• _Provided text_
After the war, when Romanian government was taken over by a communist regime, Buzău lost its county seat status in 1952, being included in the Ploiești Region. Then Buzău county was later reinstated in 1968.
All the factories in Buzău were nationalised and the central government in Bucharest ran a policy of building monotonous and drab blocks of flats. Consequently, some old neighborhoods in Buzău were demolished to make way for the new buildings. Before 1953, the residential areas were exclusively made up of houses, but many of them were razed to build blocks of flats. The process was slow at first, but between 1980 and 1988, all the houses on the main street of the city were demolished and blocks of flats were built. During that time, many historic buildings were destroyed, such as the Moldavia theatre. Of the historic city center, only the Cuza Vodă street buildings escaped demolition. Also, in 1969, a residential area was built into the Crâng Park, reducing its size. This development was sometimes chaotic, as it happened in 1985, when the new Unirii Boulevard was rerouted by mayor Dochia who ordered that the foundations of some blocks that were being built be buried during one night and the street to run over the covered foundations.[16]
Forced industrialization took place during the communist regime, as the Buzău-South industrial platform was inaugurated in 1963. The location was chosen as to use some barren land and to have the local winds move the pollution away from the city.

• _Supplied entries_
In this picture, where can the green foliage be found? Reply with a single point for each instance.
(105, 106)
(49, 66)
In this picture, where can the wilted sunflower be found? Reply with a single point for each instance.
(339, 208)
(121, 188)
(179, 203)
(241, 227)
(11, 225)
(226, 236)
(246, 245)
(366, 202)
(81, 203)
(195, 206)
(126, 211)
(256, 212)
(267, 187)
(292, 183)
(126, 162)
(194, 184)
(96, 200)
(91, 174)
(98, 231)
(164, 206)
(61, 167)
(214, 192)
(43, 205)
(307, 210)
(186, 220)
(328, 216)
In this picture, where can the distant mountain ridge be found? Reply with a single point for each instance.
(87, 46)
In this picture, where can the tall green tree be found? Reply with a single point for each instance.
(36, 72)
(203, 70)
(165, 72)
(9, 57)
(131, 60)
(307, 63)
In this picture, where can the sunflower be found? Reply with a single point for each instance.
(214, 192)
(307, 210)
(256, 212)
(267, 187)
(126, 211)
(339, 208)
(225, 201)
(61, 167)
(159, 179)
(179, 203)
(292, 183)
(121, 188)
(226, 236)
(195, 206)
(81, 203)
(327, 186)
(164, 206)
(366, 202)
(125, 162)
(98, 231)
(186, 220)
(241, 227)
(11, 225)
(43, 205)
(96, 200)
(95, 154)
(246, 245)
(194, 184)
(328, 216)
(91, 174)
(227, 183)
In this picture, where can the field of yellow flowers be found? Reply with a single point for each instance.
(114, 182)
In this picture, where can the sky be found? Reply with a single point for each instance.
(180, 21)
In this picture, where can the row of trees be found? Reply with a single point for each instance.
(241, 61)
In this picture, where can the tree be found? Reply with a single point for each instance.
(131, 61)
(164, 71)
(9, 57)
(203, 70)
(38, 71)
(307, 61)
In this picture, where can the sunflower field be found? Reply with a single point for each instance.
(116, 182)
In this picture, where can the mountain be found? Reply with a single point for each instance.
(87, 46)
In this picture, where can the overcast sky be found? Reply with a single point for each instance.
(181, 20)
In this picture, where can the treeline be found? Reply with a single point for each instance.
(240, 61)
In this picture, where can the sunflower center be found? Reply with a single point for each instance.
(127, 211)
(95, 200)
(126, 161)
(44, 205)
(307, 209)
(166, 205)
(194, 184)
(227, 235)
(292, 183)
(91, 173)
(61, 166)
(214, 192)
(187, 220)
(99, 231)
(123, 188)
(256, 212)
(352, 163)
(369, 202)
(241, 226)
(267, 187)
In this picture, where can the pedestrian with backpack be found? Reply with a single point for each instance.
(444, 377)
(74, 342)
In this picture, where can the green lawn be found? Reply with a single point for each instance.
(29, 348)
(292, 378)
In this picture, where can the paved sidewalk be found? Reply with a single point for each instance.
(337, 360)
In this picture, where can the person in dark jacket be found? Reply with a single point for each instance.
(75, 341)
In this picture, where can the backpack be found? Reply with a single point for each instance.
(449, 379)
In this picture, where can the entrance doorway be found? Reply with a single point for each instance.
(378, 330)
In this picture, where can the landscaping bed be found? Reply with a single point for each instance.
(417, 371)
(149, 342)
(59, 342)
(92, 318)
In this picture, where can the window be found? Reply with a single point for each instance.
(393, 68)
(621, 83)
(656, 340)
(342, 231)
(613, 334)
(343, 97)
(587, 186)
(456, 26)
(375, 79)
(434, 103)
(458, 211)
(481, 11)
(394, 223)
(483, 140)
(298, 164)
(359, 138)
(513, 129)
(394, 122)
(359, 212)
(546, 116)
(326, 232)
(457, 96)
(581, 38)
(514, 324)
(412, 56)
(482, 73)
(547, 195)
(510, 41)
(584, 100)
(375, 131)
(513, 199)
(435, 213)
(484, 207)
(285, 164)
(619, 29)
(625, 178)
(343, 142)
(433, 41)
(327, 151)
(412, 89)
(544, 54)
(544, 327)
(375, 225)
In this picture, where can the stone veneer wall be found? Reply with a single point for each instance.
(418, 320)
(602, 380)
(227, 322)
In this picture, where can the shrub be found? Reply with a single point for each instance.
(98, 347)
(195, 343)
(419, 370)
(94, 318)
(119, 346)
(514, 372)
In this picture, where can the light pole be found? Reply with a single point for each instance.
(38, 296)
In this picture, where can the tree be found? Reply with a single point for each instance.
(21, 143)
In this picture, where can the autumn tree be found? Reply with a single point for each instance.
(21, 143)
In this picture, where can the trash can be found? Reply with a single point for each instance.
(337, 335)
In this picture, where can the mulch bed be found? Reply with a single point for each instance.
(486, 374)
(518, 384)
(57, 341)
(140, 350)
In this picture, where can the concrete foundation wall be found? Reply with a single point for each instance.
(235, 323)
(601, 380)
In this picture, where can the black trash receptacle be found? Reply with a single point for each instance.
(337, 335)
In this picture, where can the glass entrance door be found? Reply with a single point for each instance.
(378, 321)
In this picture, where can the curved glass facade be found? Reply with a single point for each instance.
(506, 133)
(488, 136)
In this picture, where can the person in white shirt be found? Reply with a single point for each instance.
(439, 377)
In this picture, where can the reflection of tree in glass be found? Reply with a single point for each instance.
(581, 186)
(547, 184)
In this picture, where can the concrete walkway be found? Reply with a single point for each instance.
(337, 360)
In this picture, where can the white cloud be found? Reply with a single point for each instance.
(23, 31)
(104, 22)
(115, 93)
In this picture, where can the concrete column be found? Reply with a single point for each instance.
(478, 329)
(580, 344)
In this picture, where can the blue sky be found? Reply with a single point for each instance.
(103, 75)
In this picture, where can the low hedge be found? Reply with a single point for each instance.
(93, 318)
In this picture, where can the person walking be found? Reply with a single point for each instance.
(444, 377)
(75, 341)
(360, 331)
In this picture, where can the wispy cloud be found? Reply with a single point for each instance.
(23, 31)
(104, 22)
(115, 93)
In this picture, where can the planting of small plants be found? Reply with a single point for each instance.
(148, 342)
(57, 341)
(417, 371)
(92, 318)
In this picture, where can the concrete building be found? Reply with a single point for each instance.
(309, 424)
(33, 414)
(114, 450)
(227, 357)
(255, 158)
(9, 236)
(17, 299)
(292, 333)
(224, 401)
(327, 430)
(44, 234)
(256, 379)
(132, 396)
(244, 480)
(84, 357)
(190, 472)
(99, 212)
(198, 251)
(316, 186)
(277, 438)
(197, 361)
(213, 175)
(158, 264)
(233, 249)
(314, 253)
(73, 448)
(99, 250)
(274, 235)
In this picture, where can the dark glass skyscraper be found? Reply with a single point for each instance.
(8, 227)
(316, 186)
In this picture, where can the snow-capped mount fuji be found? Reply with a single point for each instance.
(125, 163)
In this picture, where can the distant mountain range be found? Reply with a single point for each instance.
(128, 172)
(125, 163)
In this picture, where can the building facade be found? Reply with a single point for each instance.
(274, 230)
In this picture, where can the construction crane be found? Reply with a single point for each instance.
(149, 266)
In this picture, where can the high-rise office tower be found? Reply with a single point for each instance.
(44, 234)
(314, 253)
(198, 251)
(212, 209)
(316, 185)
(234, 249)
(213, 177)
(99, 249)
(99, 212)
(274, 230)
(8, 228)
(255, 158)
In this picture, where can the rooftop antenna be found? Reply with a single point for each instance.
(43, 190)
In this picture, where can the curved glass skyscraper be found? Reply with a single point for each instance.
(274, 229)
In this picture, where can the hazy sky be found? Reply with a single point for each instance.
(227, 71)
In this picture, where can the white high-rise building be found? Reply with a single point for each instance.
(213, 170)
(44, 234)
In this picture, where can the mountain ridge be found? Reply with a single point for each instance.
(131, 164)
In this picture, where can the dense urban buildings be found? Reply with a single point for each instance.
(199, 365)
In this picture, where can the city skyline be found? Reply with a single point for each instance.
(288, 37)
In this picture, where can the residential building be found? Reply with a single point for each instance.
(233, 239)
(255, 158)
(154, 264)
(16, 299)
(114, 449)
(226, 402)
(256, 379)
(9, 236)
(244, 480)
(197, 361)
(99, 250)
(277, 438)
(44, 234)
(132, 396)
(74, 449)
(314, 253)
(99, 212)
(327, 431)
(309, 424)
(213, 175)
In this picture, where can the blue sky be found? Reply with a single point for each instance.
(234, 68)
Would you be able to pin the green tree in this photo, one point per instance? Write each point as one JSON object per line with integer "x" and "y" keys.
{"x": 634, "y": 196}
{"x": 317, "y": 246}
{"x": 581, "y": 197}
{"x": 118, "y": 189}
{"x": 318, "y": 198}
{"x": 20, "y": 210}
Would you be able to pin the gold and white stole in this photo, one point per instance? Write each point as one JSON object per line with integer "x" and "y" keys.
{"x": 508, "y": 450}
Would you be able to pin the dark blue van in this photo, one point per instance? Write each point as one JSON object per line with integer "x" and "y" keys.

• _Parts of the exercise_
1. In the Buzău text, which buildings were the only part of the historic city center to escape demolition?
2. Quote the Buzău text, beginning at the words "After the war, when" and stopping after "reinstated in 1968.".

• _Solution set_
1. The buildings on Cuza Vodă street.

2.
After the war, when Romanian government was taken over by a communist regime, Buzău lost its county seat status in 1952, being included in the Ploiești Region. Then Buzău county was later reinstated in 1968.